EXERCISE DESCRIPTION: Once you have read the data below, set it all down again exactly.

RECORDS FOR THIS EXERCISE:
• • • • •

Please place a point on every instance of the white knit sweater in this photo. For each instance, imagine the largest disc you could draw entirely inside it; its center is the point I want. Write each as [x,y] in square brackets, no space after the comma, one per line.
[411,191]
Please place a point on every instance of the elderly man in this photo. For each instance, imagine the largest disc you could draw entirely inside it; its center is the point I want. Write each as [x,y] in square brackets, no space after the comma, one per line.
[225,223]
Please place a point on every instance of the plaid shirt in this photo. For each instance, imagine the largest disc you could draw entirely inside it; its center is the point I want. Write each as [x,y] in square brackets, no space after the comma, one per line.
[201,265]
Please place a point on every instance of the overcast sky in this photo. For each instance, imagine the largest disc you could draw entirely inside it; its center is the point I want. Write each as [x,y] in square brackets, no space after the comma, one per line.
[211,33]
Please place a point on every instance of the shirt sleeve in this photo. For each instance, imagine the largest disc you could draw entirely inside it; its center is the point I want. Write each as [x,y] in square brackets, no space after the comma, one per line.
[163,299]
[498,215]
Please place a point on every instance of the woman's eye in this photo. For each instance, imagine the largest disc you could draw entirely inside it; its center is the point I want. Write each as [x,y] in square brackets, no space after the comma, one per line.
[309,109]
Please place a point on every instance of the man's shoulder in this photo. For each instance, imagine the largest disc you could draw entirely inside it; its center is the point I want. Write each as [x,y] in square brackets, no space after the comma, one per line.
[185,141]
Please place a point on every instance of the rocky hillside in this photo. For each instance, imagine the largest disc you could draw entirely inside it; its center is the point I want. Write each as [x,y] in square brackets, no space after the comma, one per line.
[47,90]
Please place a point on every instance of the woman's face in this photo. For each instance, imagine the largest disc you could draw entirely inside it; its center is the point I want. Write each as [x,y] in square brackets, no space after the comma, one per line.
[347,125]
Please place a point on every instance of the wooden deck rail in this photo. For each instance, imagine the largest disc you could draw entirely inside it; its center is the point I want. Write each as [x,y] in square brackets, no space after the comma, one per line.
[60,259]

• • • • •

RESULT:
Please place a point on every instance of the white knit sweater in this photo. For each instance, imagine the largest disc you could draw entirely inside it; its center is the point I want. Write each as [x,y] in square brackets, no space after the comma, one per line.
[411,191]
Please place a point on every instance of the elderly man in this photo. For each instance, imagine the largest disc you could draw entirely inside it; its center is the point I want. Write each as [x,y] in square brackets, no space after the comma, one per line.
[225,223]
Please place a point on every instance of the plaid shirt in this photo. For each instance, imagine the largest disc you could draw entirely inside it; its center is the point I want. Write each as [x,y] in square brackets, no space after the comma, one per line.
[201,265]
Please place a point on every instance of the overcast sky in this photo. For each instance, imagine the largest disc you could draw entirely inside it; its center is the point I want. Write each as [x,y] in square brackets, no space after the comma, one per line.
[211,33]
Please place a point on every instance of the shirt sleeve in this photo. For each instance, imagine the largest disc you could draw entirely inside it; its center is the point I want. Write each as [x,y] in square brackets, no space after the comma, one per line.
[163,299]
[498,215]
Please place a point on every instance of the woman's eye in this photo. For each instance, imagine the largest disc you could draw entirely inside it; its center is the point I want. Write each as [x,y] in square brackets, no space after the comma, one per line.
[309,109]
Please place a point on every instance of the man's shoulder in this photo. For each instance, imagine the largest disc you could draw entirely inside it; its center is the point I want. Write each as [x,y] in square brackets, no space after the comma, one per line.
[185,141]
Please place a point on every instance of the rocky hillside in this photo. For each instance, imagine the largest disc you could draw entirely inside it; its center is the point I want. Write each as [x,y] in square brackets, no space after the comma, one per line.
[47,90]
Please place a point on every instance of the woman's face in this photo. For each instance, imagine the largest disc you could draw entirely inside it; its center is the point I want. Write each as [x,y] in square brackets, no space after the comma, one per line.
[347,125]
Please place a point on every instance of the wooden deck rail in this photo. For each instance, imagine the largest disc you could draw entirely inside it; its center is the point I want. Write each as [x,y] in square brackets, no space after the comma, one per line.
[60,259]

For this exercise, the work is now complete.